From the entries below, say how many lines carry the word "ladder", and give nothing but the number.

[Natural-language object grounding data]
────
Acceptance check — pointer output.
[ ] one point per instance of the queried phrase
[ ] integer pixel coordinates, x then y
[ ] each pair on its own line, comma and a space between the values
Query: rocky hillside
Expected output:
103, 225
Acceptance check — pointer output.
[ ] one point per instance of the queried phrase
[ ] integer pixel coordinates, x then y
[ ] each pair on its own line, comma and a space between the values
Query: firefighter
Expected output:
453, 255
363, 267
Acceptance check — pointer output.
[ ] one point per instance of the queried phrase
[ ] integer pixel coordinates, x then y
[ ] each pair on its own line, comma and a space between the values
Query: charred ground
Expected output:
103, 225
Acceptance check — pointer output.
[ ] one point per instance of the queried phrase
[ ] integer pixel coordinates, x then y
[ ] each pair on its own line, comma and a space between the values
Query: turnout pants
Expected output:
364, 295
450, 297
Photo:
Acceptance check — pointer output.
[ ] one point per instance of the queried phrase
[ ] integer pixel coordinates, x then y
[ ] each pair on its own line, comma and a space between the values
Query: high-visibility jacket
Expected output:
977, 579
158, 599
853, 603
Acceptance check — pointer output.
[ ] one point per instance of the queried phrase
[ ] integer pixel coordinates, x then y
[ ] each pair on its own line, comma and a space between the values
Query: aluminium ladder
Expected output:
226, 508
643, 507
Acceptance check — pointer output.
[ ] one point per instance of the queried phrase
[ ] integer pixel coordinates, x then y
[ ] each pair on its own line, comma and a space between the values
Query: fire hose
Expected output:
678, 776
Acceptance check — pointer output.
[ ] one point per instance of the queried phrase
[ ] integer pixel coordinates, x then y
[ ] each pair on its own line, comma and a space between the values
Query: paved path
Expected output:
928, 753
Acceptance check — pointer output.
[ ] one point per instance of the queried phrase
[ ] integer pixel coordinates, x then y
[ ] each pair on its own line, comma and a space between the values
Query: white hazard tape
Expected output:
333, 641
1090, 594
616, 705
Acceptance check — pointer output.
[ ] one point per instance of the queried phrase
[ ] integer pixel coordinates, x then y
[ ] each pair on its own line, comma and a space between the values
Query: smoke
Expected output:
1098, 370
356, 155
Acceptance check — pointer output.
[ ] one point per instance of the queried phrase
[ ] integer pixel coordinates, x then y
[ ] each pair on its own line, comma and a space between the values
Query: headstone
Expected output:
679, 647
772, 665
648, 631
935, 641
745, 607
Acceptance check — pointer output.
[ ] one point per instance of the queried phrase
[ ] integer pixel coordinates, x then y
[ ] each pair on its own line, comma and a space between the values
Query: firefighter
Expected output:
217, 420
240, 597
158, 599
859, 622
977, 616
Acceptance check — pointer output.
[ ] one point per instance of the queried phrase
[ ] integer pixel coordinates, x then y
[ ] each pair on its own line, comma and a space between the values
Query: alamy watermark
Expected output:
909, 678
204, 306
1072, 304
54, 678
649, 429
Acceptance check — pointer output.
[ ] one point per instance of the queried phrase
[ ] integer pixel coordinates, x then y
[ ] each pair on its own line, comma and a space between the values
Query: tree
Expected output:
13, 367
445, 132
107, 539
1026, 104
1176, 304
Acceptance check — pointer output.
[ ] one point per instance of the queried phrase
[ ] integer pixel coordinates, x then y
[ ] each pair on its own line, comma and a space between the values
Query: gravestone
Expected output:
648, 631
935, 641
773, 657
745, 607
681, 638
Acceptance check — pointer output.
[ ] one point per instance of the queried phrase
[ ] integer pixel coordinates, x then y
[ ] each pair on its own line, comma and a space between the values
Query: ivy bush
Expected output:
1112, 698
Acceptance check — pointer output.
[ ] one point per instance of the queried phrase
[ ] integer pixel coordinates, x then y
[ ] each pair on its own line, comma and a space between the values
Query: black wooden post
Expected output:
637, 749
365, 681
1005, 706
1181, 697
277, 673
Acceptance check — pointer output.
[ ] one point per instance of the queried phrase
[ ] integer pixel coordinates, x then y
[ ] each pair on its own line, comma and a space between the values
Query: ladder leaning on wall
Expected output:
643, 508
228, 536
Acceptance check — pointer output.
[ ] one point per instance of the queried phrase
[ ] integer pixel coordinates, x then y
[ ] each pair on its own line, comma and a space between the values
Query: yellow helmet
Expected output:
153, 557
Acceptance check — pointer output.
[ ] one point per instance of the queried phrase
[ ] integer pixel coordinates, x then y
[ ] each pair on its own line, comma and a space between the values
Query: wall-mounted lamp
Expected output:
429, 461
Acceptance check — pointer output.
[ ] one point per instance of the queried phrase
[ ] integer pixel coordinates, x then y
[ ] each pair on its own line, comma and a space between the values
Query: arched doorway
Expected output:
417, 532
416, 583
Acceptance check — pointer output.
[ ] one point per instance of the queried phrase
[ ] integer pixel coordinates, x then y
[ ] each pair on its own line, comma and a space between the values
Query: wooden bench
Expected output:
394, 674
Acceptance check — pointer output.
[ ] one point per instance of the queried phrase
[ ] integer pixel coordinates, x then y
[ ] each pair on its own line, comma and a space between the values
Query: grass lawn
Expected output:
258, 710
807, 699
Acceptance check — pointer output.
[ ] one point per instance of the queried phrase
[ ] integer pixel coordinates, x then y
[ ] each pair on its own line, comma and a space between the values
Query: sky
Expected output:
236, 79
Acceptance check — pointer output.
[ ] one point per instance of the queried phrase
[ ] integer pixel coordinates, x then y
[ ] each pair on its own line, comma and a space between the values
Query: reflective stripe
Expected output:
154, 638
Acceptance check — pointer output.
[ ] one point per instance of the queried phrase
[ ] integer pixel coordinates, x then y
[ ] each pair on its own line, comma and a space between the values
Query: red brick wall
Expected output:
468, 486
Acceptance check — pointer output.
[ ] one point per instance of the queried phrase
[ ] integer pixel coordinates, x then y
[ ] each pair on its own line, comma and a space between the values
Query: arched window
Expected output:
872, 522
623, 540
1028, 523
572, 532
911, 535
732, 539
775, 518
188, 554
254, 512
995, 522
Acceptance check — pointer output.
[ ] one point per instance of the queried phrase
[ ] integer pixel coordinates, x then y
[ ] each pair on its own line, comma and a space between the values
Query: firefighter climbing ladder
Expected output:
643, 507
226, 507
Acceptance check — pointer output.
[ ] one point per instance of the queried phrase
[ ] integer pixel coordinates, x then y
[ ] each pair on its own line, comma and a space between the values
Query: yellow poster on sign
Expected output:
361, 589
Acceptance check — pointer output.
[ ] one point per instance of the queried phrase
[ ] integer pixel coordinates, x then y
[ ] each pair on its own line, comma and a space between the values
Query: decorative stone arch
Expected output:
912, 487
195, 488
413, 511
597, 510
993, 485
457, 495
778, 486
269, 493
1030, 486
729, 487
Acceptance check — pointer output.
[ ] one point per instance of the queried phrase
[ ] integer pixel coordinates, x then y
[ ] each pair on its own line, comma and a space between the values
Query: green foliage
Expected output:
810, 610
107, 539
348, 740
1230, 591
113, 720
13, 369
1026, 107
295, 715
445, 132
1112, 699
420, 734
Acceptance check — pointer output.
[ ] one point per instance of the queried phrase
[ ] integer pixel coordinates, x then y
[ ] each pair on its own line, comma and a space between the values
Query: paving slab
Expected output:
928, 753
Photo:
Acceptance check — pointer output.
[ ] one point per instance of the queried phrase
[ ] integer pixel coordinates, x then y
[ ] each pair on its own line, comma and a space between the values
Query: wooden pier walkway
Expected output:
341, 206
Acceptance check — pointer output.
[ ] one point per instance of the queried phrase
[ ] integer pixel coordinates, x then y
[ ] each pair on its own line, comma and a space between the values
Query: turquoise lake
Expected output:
────
■ THE ANSWER
3